▸ What needs to be done
The data below calls for an exact copy.

##### Data provided #####

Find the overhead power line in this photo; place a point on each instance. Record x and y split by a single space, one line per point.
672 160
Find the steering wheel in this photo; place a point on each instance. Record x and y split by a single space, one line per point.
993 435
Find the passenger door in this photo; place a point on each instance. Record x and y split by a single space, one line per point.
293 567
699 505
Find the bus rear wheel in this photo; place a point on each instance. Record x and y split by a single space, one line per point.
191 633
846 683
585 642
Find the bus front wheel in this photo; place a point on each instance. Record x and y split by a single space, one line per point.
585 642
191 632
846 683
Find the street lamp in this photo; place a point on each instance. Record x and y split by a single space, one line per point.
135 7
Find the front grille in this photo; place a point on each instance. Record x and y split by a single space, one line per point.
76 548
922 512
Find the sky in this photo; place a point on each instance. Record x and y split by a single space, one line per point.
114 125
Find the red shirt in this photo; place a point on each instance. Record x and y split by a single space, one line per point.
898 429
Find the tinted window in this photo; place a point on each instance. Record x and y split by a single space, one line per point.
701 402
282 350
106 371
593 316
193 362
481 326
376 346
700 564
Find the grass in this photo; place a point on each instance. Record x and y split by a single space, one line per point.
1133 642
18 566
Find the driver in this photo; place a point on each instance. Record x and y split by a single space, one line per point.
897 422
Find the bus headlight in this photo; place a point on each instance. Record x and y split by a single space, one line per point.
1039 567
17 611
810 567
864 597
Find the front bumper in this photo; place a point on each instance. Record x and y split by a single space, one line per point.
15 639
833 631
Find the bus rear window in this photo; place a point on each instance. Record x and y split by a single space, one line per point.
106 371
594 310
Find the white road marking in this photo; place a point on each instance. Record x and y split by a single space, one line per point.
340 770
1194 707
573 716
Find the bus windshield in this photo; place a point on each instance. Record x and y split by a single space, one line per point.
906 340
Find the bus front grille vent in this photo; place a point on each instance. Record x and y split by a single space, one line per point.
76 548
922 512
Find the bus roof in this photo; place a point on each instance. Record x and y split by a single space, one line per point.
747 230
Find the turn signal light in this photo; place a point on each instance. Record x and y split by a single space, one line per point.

#####

▸ Answer to the exercise
Find the overhead power line in this photo; place a point on each instance. Record x and y split by a single space, one line per point.
672 160
Find the steering wheel in this photo; place a point on each instance. Record x and y split by a single space, one line per point.
993 435
Find the passenger door in this photo; place a point on each instance. Record x and y split by a single space, one line per point.
293 567
699 505
Find the bus rear wheel in this photo; place a point on each instance. Record x and y split by a single space, one line per point.
191 633
846 683
585 642
Find the bus front wheel in this photo; place a point on each instance. Record x and y split by a single space, one line per point.
585 642
191 632
846 683
Find the street lamp in this photo; place a point on each instance. Record x and y split by a single space, one line per point.
135 7
Find the front grille in this photo; place a point on each instance. Record x and y split by a single space, one line per point.
76 548
922 512
Find the sky in this photo; place a point on each instance. Record x and y split by a single space, one line per point.
114 125
Find the red shirt in this photo; place a point on each instance. Record x and y split by a single space, one line per point.
898 429
Find the tinted window in this photo; place a point on each instance. Record x and y split by a single space, one line per point.
701 402
282 350
106 371
593 316
193 362
481 326
376 346
700 564
Find the grass in this photo; place a point on each instance. Record x and y split by a single space, one line per point.
1133 642
18 566
Find the driver in this photo; place a point on each instance. Record x and y split by a single space, one line per point.
897 422
Find the bus headlight in this photo; place a point on each instance. Record x and y split by a single space, one line per point.
1039 567
17 611
810 567
864 597
Find the front bumper in this photo; place a point on each instance. Record x and y split by a single space, one line per point.
15 639
833 631
Find the bus rear window in this photo; place a point on each instance. Record x and y split by a single space, one line per point.
106 371
594 310
Find the white road marking in this photo; place a point on each instance. Record x and y split by a single space, one line per point.
340 770
1194 707
573 716
Find the bus windshield in this photo; place a point on each instance. Record x and y split by a single space, one line per point.
906 340
Find the bus front grille vent in this photo; place a point on each instance. Record x and y split by a single space, one line per point.
76 548
922 512
Find the bus roof in this photo; place a point on each instance. Record x and y split by a single space, one line per point.
747 230
Find the turn signal light in this photo; place a point on each instance. Record x and y split by a single space, one line per point.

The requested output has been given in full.